--- SUPPLIED RECORDS ---

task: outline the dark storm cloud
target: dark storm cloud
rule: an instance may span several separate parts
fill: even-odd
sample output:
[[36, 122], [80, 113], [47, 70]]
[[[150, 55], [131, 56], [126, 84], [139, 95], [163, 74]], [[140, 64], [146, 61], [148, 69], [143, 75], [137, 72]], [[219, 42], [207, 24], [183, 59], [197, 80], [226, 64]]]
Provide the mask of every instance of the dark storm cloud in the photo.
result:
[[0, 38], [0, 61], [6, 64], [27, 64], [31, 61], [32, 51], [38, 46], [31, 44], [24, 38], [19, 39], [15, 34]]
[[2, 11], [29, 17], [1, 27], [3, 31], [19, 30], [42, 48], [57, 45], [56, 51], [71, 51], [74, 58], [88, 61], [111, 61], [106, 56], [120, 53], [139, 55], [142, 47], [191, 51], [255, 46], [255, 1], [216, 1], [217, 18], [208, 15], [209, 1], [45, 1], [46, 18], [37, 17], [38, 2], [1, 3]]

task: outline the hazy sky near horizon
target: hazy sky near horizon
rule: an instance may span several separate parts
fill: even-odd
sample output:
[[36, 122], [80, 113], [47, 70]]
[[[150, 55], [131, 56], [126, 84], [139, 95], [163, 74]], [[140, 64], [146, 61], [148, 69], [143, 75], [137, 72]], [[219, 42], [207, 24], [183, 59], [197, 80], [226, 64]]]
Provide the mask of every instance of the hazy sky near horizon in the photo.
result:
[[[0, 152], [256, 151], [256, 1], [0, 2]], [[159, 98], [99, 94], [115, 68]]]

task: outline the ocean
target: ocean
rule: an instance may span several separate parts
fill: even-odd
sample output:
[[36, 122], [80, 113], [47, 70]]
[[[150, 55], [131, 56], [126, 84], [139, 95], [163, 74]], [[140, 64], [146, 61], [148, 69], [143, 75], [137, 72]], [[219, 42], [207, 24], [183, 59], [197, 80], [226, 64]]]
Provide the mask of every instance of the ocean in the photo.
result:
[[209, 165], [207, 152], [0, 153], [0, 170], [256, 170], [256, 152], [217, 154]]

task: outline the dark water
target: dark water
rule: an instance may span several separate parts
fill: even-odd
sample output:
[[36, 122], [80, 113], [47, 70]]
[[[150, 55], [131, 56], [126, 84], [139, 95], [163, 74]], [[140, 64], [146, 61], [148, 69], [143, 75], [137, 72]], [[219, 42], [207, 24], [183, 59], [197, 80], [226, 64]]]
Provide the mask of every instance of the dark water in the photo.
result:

---

* WHAT NEEDS TO BE DONE
Update the data above so that "reference output" appears wherever "sample output" now stands, and keep every other line the same.

* ANSWER BELOW
task: outline the dark storm cloud
target: dark storm cloud
rule: an instance may span several separate parts
fill: even-odd
reference output:
[[36, 122], [80, 113], [47, 70]]
[[[150, 55], [131, 56], [126, 84], [139, 95], [163, 74]], [[140, 64], [146, 61], [148, 69], [143, 75], [137, 72]], [[219, 42], [207, 24], [183, 59], [197, 80], [226, 64]]]
Provide the mask of every instance of the dark storm cloud in the photo.
result:
[[0, 38], [0, 61], [6, 64], [27, 64], [31, 61], [32, 51], [38, 46], [31, 44], [24, 38], [19, 39], [15, 34]]
[[2, 11], [29, 17], [1, 27], [3, 31], [19, 30], [42, 48], [57, 45], [56, 51], [71, 51], [74, 58], [88, 61], [111, 61], [106, 56], [120, 53], [139, 55], [142, 47], [191, 51], [255, 46], [255, 1], [216, 1], [217, 18], [208, 15], [209, 1], [45, 1], [46, 18], [37, 17], [38, 2], [1, 3]]

task: outline the hazy sky near horizon
target: hazy sky near horizon
rule: an instance may span several separate parts
fill: even-odd
reference output:
[[36, 122], [80, 113], [47, 70]]
[[[150, 55], [131, 56], [126, 84], [139, 95], [163, 74]], [[140, 64], [146, 61], [148, 69], [143, 75], [137, 72]], [[219, 42], [207, 24], [183, 59], [197, 80], [226, 64]]]
Provide the mask of every instance of the hazy sky near horizon in the photo.
result:
[[[0, 152], [256, 151], [256, 1], [0, 2]], [[159, 98], [99, 94], [115, 68]]]

task: outline the ocean
target: ocean
rule: an instance may span several separate parts
fill: even-odd
reference output:
[[36, 122], [80, 113], [47, 70]]
[[[150, 55], [131, 56], [126, 84], [139, 95], [163, 74]], [[140, 64], [146, 61], [148, 69], [143, 75], [137, 72]], [[219, 42], [207, 24], [183, 59], [197, 80], [226, 64]]]
Provide the mask of every instance of the ocean in the photo.
result:
[[209, 165], [207, 152], [0, 153], [0, 170], [256, 170], [256, 152], [217, 154]]

task: outline the dark water
target: dark water
rule: an instance may span several separate parts
fill: even-odd
reference output:
[[36, 122], [80, 113], [47, 70]]
[[[150, 55], [131, 56], [126, 84], [139, 95], [163, 74]], [[140, 64], [146, 61], [148, 69], [143, 75], [137, 72]], [[219, 42], [207, 24], [183, 59], [197, 80], [226, 64]]]
Provide the mask of every instance of the dark water in the photo.
result:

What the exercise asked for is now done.